** start Page extract **
Is this case handled by distribution theory?

Question

I want to express a distribution, $f(x)$, that has the following properties: $$\int_{-\infty}^x f(x') \operatorname{d}x' = \left\{\begin{array}{cc} 0 & x \le 0 \\ \frac{1}{x} & x > 0. \end{array}\right. = \frac{\Theta(x)}{x},$$ where $\Theta(x)$ is a unit step function. Formally, I would guess that I could just take the derivative using the standard rules to get: $$f(x) = -\frac{\Theta(x)}{x^2} + \frac{\delta(x)}{x}.$$

The problem I have is that integrating the second equation above to recover the required property runs into an apparent $\infty - \infty$ ambiguity. Is this ambiguity handled in distribution theory in some particular way? Is this, perhaps, related in some way to the Cauchy principle value, for example?

Right now, my best guess for how to write $f$ to make it unambiguously have the needed property is to write it as: $$f(x) = \lim_{s\rightarrow 0}\left(-\frac{1}{x^2} + \left[\frac{1}{x}\right] \frac{\partial}{\partial x} \right) \sigma(x,s), $$ where $\sigma(x,s)$ is a signmoid that satisfies $\lim_{x\rightarrow 0^+} \frac{\sigma(x,s)}{x^2} = 0$, $\sigma(x,s)=0$ if $x \le 0$, $\lim_{x\rightarrow \infty} \sigma(x,s) = 1$, $\lim_{s\rightarrow 0^+} \sigma(x,s) = \Theta(x)$, and the limit is understood, formally, to be delayed until after an integral is taken, the same way many think about the delta function. For example: $$\sigma(x,s) = \frac{1}{2}\operatorname{erfc}\left(-\frac{\ln(x/s)}{s\sqrt{2}}\right) \Theta(x),$$ where $\mathrm{erfc}$ is the the standard complimentary error function.

Answer 1

Let $$\ln_+(x) = \begin{cases}\ln x, & x>0 \\ 0, & x\leq 0\end{cases}$$ This is in $L^1(\mathbb R)$ and thus a distribution. The derivative of it obviously satisfies $$\ln_+'(x) = \begin{cases}\frac1x, & x>0 \\ 0, & x\leq 0\end{cases}$$ so you can take $$f = \ln_+''.$$

I understand that you want it expressed in a more explicit form, but that's not always possible.

Answer 2

The ambiguity is not handled by symmetry arguments as in the Cauchy PV. $f$ should be thought of as having an consistently infinite integral against a test function. You could still use distributions, but the result might not be meaningful.
** end Page extract **
** start Data section **
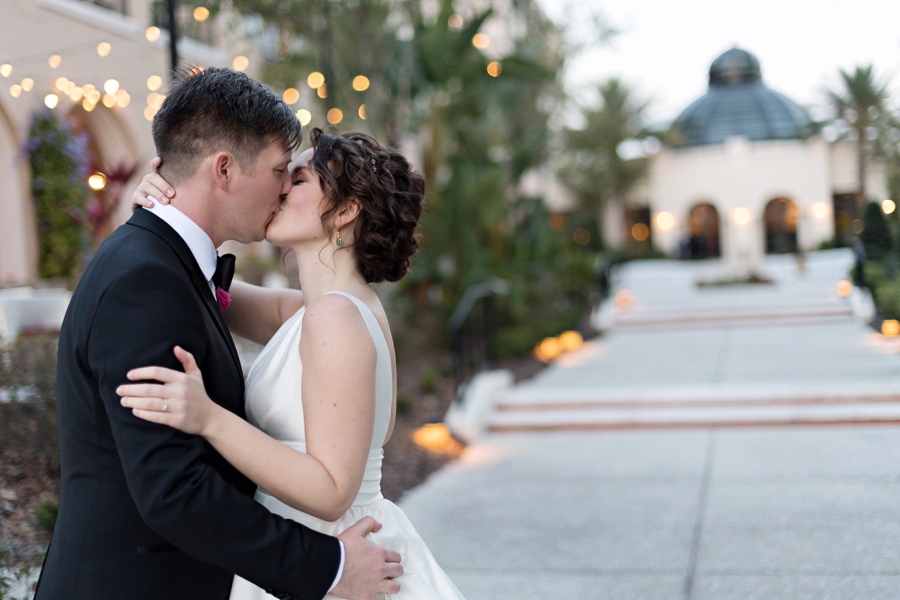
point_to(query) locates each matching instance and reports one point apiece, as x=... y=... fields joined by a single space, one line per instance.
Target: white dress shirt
x=204 y=251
** end Data section **
_Exercises_
1 > Render this sentence from the distribution theory thread in Spanish: "I understand that you want it expressed in a more explicit form, but that's not always possible."
2 > Write what comes next in the distribution theory thread, picking up after its final sentence.

_Results of the tasks_
1 > Entiendo que quieres que se exprese de una forma más explícita, pero eso no siempre es posible.

2 >
Distributions are defined as a continuous linear functional against a space of test functions. We can suggestively write the evaluation of $T$ against $\phi$ as $\int T(x) \phi(x)dx.$

Let $\beta$ be a bump function with $\beta(0)=1$ and $\beta(x)=\beta(-x)$ and $\beta''(0)=-1.$

In the case of the Cauchy PV, distributions $T$ satisfying $\int T\phi=\int \tfrac 1 x \phi$ wherever the right-hand-side is integrable are determined up to adding a multiple of $\delta_0.$ This is because we can decompose any test function $\phi$ as $\phi(x)=\phi(0)\beta(x)+(\phi(x)-\phi(0)\beta(x)),$ and the value of $T$ against $\phi(x)-\phi(0)\beta(x)$ is uniquely determined. Imposing $\int T \beta=0$ gives a unique solution, and this condition is natural because $1/x$ is odd and $\beta$ is even.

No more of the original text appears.